EXERCISE TASKS
a - In the passage about lessons learned, how many times a week did working at the co-working office turn out to be ideal?
b - Name every programming language mentioned in the passage about lessons learned.

GIVEN PASSAGE
3. Things I learned about myself

That Python makes coding much more enjoyable for me. As someone who used C++ and C# a lot previously, I don’t think I could ever go back after using python as my primary language for a few years. Not that I have anything against C++ and C# – those languages have their purpose – but they weren’t designed with numerical and scientific programming in mind. Have you ever tried solving a linear algebra problem in C#? Even with the best available math libraries, it was often like pulling teeth. There are lots of nice things about Python, like how lists and dictionaries just MAKE SENSE, and work without a lot of fuss. This, combined with the large community and number of available libraries, makes it much better for prototyping than anything else out there.
I still learn best through doing. This is likely the engineering part of me showing, but I usually understand something much faster by implementing it, or a simpler version of it, than by reading theory. Theory is obviously important, but you’ll definitely realize something is wrong with your pen-and-paper work when you write the code and find that you have 99 equations but 101 unknowns. This was often true when I was working on deep learning models. I could much more easily understand how a model worked by starting with the smallest code details and working my way up, rather than starting with the general idea and working my way down.
I’m able to work completely remotely, though I don’t always enjoy it. The middle of my year working this job happened to coincide with the 2019/2020 coronavirus pandemic, which forced a lot of companies to allow people to work remotely. Of course, I was already fully working from home, so this only affected me in that my wife also started working from home full time. Before the pandemic hit, I found that, while working from home had its advantages (your commute was walking from your bed to your desk), I started missing the separation between my home and work life, and also missed having some human contact. I concentrate better when I’m in an environment that I associate with productivity. Our company leased a co-working office in downtown Toronto that we could use, and I found that working there two to three times a week was the ideal compromise – I could still be lazy and stay in, or I could commute to the office have a change of scenery when I needed it.

Items from a dataset
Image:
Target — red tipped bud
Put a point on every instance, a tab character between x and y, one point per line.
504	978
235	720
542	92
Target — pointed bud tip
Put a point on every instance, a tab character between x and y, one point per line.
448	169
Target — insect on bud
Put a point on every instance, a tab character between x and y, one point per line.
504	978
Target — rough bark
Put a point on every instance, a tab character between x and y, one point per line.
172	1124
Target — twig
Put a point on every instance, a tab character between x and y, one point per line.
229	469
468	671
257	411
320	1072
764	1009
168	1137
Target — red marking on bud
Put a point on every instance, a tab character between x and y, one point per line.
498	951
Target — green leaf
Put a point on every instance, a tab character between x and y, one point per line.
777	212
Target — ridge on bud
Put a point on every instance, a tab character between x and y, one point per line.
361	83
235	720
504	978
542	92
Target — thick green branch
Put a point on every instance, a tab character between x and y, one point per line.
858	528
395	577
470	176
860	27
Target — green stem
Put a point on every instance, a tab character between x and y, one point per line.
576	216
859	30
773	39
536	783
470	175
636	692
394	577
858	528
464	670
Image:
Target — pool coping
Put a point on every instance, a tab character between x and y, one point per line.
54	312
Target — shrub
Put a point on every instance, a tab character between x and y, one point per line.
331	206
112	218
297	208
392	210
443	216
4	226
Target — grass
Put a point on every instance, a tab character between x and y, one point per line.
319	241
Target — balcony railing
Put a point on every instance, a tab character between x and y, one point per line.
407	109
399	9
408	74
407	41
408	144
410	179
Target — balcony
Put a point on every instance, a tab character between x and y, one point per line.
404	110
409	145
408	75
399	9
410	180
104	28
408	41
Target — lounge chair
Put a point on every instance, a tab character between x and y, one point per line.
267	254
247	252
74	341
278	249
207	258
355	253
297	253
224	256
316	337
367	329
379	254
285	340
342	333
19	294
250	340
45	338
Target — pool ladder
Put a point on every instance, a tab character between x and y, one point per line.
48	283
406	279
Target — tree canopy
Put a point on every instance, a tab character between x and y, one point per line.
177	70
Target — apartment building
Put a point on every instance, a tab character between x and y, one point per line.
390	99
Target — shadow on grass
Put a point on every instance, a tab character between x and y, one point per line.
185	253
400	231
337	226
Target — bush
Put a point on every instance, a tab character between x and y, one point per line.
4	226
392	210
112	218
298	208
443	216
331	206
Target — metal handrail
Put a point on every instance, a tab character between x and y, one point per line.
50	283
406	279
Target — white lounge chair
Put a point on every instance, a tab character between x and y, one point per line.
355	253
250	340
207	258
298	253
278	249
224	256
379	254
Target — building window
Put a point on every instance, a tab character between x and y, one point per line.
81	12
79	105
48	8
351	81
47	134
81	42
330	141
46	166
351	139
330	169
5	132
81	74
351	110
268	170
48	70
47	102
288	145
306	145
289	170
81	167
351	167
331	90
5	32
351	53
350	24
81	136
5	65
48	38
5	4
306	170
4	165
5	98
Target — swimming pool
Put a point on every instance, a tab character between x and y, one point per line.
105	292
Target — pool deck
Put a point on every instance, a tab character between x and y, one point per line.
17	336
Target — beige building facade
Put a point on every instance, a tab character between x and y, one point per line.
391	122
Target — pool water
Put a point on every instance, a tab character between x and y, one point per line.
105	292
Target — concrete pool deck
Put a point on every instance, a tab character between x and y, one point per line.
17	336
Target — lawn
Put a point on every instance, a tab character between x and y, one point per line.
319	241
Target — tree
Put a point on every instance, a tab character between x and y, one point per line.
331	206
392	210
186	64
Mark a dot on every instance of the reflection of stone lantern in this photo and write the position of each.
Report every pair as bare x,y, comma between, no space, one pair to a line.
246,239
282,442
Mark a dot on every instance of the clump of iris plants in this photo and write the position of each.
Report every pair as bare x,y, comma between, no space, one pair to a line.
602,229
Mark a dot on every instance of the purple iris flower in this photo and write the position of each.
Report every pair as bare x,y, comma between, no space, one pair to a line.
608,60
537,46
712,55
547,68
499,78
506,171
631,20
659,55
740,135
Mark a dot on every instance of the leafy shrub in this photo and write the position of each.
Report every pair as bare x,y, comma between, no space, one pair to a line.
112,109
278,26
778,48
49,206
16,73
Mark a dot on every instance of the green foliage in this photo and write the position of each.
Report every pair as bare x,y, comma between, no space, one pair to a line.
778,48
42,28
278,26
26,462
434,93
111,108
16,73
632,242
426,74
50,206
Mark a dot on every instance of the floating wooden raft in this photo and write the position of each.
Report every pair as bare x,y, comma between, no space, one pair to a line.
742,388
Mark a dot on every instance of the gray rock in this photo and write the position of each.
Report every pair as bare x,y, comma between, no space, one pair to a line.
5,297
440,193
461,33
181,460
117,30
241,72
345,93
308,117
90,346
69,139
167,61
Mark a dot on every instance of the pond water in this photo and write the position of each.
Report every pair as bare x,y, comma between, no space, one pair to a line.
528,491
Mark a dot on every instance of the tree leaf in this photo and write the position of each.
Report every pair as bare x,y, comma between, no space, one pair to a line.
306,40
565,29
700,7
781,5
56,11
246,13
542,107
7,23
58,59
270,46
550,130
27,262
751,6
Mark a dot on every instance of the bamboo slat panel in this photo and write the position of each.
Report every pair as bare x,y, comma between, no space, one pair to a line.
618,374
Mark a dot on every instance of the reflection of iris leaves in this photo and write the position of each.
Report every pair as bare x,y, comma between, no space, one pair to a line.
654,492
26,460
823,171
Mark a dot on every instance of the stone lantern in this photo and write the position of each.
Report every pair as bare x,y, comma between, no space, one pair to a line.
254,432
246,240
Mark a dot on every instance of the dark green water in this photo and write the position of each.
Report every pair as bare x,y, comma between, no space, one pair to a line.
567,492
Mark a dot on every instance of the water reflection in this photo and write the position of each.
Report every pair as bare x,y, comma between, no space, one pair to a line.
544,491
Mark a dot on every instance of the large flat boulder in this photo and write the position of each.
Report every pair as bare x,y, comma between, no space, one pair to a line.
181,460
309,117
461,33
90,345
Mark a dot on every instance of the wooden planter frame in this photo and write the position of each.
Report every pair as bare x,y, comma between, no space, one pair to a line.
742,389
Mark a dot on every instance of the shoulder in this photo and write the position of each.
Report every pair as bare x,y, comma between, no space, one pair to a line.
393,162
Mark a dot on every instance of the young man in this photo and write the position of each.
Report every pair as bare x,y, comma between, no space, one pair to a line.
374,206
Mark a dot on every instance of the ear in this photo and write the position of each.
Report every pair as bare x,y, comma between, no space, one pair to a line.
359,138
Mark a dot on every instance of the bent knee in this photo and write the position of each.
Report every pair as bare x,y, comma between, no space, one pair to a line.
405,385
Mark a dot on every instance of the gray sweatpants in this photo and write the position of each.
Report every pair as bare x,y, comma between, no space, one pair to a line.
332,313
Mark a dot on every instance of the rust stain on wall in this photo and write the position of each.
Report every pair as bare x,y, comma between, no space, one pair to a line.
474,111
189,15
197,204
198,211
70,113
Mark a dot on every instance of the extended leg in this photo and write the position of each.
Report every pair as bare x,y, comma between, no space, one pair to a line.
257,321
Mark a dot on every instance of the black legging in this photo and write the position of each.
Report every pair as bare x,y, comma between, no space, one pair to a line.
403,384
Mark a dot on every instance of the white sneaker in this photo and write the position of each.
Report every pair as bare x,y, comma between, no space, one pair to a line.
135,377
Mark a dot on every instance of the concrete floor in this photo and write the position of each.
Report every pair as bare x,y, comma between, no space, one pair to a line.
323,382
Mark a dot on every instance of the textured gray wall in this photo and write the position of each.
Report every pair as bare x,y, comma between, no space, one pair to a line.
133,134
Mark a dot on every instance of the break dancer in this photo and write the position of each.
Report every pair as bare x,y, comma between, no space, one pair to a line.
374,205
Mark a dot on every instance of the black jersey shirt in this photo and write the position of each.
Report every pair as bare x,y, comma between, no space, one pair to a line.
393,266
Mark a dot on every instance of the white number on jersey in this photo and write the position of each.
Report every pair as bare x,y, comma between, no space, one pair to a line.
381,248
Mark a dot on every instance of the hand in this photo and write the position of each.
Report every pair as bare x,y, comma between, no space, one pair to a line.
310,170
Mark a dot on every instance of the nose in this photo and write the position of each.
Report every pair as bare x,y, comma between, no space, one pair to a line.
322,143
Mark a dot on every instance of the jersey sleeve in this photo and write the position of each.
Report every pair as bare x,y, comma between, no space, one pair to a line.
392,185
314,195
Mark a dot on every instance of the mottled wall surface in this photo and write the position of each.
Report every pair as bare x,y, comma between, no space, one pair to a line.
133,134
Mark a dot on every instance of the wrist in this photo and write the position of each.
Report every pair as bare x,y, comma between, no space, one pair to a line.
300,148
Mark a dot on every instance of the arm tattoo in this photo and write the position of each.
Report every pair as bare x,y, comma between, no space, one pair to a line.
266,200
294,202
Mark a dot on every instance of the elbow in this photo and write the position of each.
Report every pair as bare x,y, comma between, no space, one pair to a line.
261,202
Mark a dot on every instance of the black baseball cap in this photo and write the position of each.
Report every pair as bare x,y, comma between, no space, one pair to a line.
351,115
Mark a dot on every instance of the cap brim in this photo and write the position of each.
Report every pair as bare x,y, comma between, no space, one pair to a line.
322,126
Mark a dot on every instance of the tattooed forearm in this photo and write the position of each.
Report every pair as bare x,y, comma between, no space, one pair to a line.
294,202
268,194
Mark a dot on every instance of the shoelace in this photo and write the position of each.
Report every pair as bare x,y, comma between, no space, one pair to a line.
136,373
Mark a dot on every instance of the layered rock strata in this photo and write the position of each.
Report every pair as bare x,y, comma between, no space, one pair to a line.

OUTPUTS BY TASK
a - Two to three times a week.

b - Python, C++, C#